» Extrait de page:
◆ ◆ ◆ ◆
Le livret dʼAtys est peut-être le meilleur de ceux que Quinault a écrits pour Lully. Cʼétait bien lʼavis de Louis XIV, qui en a ordonné de nombreuses reprises, jusquʼà la fin de son règne. Cette tragédie lyrique est à la fois, dans son genre, accomplissement et exception. Et cʼest précisément dans son caractère exceptionnel quʼelle parvient à lʼaccomplissement : ses différentes composantes, drame, danses, machines, mélange de styles et scènes chorales concourent à sa profonde unité.
Une histoire nous est contée, les protagonistes sont de vrais personnages, les passions flambent et le dénouement est authentiquement tragique. Les éléments comiques, les divertissements sont réduits au minimum. Le ballet des fleuves est trop bref pour quʼil soit vraiment possible dʼy évoquer une grande fête de cour. Mais Lully nʼhésite pas à commencer par vingt-cinq minutes de pur théâtre, vingt-cinq minutes durant lesquelles Atys, Sangaride et deux confidents occupent à eux seuls le plateau. Vingt-cinq minutes pour exposer une situation, analyser les sentiments, faire jouer les premiers ressorts du drame, allumer la mèche. Vingt-cinq minutes de tragédie classique.
Nous avons défini les grandes lignes de notre spectacle en écoutant Atys - dialogues et musique, si bien joints par Quinault et Lully - et en refusant de lire les indications scéniques fournies par le livret. Aux six décors, aux machines, aux changements à vue requis par le livret, nous substituons un lieu unique, le lieu dʼune solennité. Les incarnations multiples du chœur sont ramenées à deux aspects : diurne et nocturne. Paradoxalement, cʼest lʼaspect diurne qui sera celui du songe. Nous avons tenté de souligner ce qui nous paraît le plus original, le plus proche de la tragédie classique, quʼon oppose en général à la tragédie lyrique. Non pas que ce genre ne soit déjà défini et accompli. Mais il nʼest pas ici encombré des ajouts qui le rendent si souvent hétéroclite.
La métrique de Quinault sʼapparente à celle que Corneille avait essayée dans Agésilas ou Psyché. En Quinault, tantôt cʼest le dramaturge qui guide le poète et lui insuffle une clarté, une fermeté dʼexpression, un bonheur dʼaffirmation extraordinaire, tantôt cʼest le versificateur qui cède au goût dominant et glisse à la fadaise galante. À Corneille, Quinault emprunte aussi une habitude qui remonte aux origines de la tragédie française et même de la tragédie antique : il truffe son texte dʼun grand nombre de maximes ou sentences morales. On nʼadorait rien tant, à cette époque, que les « applications ». À la différence des maximes de Corneille, qui se carrent dans les douze syllabes de lʼalexandrin, celles de Quinault sʼétendent sur plusieurs vers. Ce sont les maximes, souvent, qui fournissent la matière des airs. Dans Atys, la musique qui soutient les maximes est la plus facilement mémorisable, cʼest celle que lʼon peut chanter à la sortie.
◆ ◆ ◆ ◆
» Matériel fourni:
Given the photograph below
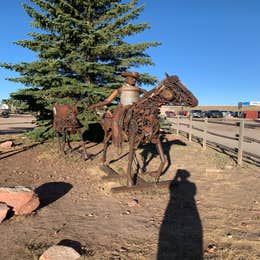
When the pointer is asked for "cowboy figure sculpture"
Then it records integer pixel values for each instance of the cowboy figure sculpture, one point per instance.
◆ ◆ ◆ ◆
» Petit exercice: Imprimez sans rien changer le passage de l'extrait de page qui commence par « Une histoire nous » et continue jusqu'à « de tragédie classique. ». Ce matériel vient d'une autre source.

» Exercice terminé:
Une histoire nous est contée, les protagonistes sont de vrais personnages, les passions flambent et le dénouement est authentiquement tragique. Les éléments comiques, les divertissements sont réduits au minimum. Le ballet des fleuves est trop bref pour quʼil soit vraiment possible dʼy évoquer une grande fête de cour. Mais Lully nʼhésite pas à commencer par vingt-cinq minutes de pur théâtre, vingt-cinq minutes durant lesquelles Atys, Sangaride et deux confidents occupent à eux seuls le plateau. Vingt-cinq minutes pour exposer une situation, analyser les sentiments, faire jouer les premiers ressorts du drame, allumer la mèche. Vingt-cinq minutes de tragédie classique.